> _PROBLEM DETAILS_:
From the entries below, copy every line that holds the word "block".

> _GIVEN RECORDS_:

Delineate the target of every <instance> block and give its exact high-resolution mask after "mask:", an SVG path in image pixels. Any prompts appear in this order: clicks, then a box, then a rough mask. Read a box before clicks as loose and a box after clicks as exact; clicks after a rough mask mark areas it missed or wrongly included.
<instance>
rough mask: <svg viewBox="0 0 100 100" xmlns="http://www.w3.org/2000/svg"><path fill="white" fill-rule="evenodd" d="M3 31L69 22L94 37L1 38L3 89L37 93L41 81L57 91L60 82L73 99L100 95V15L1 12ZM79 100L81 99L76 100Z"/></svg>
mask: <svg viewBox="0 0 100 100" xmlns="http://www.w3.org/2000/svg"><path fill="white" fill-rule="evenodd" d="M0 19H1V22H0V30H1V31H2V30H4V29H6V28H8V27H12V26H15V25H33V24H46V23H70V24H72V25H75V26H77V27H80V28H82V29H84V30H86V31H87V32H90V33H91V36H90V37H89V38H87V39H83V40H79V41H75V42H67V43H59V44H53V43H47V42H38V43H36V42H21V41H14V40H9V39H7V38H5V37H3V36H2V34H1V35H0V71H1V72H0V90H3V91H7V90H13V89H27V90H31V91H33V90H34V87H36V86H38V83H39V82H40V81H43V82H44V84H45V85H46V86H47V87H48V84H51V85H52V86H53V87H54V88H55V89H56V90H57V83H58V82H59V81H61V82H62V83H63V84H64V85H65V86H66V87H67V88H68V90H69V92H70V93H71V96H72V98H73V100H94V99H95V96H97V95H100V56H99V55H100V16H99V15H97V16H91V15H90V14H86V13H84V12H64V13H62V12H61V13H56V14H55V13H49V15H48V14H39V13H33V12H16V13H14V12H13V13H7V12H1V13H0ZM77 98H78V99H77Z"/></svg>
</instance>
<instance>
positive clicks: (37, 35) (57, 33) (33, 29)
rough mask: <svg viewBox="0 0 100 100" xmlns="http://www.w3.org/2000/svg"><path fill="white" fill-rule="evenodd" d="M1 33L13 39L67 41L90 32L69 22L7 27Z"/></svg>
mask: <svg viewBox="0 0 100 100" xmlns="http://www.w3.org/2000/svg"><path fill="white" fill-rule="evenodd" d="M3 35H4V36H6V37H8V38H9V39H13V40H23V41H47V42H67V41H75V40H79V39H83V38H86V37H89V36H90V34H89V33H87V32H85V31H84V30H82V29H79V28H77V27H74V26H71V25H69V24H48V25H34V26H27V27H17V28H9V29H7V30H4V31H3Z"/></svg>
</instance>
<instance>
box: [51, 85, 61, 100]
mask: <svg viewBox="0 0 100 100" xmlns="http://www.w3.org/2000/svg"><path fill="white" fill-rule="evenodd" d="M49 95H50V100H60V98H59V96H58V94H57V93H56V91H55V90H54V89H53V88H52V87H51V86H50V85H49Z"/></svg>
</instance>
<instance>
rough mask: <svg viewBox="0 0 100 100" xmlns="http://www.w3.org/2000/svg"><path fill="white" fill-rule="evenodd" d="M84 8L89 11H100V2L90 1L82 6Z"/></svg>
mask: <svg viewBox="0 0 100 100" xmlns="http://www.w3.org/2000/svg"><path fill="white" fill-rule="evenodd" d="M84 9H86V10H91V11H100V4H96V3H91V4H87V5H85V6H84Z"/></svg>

---

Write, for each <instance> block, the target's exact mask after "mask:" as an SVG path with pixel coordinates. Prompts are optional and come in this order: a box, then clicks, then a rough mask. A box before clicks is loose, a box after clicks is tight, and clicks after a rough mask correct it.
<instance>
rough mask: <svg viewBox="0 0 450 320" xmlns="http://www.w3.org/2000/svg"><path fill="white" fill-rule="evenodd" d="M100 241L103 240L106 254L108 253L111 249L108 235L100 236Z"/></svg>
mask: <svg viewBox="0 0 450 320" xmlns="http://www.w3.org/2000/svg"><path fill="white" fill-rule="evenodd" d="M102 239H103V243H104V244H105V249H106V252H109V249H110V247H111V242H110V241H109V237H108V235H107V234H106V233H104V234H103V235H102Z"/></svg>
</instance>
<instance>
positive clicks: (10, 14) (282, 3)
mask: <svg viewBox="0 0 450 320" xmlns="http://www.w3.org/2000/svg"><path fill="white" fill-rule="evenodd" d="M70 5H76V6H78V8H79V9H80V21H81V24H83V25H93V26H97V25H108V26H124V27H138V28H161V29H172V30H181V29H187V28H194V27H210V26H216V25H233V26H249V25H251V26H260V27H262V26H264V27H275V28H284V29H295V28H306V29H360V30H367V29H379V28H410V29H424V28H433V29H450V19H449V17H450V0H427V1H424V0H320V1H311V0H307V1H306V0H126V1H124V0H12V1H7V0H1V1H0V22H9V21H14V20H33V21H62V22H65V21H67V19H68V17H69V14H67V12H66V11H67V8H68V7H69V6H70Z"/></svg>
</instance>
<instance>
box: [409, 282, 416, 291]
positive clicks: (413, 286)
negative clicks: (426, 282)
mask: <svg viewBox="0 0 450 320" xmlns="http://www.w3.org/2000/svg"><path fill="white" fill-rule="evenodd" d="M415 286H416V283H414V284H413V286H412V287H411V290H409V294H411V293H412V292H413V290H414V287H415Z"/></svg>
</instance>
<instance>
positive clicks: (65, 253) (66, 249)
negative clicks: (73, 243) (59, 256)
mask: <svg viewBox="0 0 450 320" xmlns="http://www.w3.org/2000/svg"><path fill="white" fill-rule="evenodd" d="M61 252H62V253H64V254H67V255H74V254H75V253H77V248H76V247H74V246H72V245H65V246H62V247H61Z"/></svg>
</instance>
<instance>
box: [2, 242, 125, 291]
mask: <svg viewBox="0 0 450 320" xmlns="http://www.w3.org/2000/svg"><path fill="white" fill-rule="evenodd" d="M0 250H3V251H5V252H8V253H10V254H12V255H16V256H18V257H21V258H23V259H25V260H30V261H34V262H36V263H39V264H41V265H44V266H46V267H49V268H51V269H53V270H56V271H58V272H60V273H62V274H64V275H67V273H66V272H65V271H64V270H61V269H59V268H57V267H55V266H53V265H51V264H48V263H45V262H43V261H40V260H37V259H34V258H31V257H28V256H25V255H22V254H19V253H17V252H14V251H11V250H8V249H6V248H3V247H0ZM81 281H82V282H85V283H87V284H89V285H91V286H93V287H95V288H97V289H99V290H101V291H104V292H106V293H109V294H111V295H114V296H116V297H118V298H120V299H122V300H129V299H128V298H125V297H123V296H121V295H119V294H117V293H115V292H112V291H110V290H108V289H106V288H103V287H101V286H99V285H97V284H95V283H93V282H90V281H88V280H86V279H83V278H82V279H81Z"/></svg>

* * *

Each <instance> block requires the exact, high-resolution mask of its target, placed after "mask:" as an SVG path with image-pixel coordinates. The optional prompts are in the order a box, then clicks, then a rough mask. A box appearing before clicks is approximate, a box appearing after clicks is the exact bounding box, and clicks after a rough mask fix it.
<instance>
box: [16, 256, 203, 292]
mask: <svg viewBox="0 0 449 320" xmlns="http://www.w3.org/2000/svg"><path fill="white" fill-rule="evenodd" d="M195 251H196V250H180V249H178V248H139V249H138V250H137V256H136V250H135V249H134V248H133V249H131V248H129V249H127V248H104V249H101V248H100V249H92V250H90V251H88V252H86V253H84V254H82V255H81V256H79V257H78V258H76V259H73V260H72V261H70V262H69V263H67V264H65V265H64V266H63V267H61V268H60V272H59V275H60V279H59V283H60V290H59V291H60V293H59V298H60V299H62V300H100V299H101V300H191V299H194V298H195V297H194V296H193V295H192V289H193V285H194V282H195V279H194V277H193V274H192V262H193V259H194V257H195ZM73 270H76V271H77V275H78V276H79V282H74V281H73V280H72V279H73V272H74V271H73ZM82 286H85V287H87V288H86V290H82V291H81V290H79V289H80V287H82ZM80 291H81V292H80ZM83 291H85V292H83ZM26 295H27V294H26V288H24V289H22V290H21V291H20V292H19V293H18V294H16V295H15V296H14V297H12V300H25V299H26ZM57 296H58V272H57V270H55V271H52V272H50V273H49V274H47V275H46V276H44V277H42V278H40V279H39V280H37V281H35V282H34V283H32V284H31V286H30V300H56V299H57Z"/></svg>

> _TASK OUTPUT_:
Delineate the target of every <instance> block and give its exact high-resolution mask after "mask:", an SVG path in image pixels. Any prompts appear in this order: clicks, then a box, then a rough mask. Read a box before clicks as loose and a box after clicks as exact; clicks after a rough mask mark areas it missed or wrongly included.
Write, for each <instance> block, the target's exact mask after "mask:" as an SVG path with pixel coordinates. Prompts are optional and come in this order: a box, then clicks, then a rough mask. A box before clicks is loose, a box after clicks is tight, and clicks after a rough mask correct it.
Each <instance> block requires the exact, high-resolution mask of its target, placed after "mask:" as an SVG path with image-pixel coordinates. The optional prompts are in the order a box, then clicks, then a rough mask. A box appearing before clicks is approximate, a box appearing after clicks is the exact bounding box, and clicks after a rough mask fix it.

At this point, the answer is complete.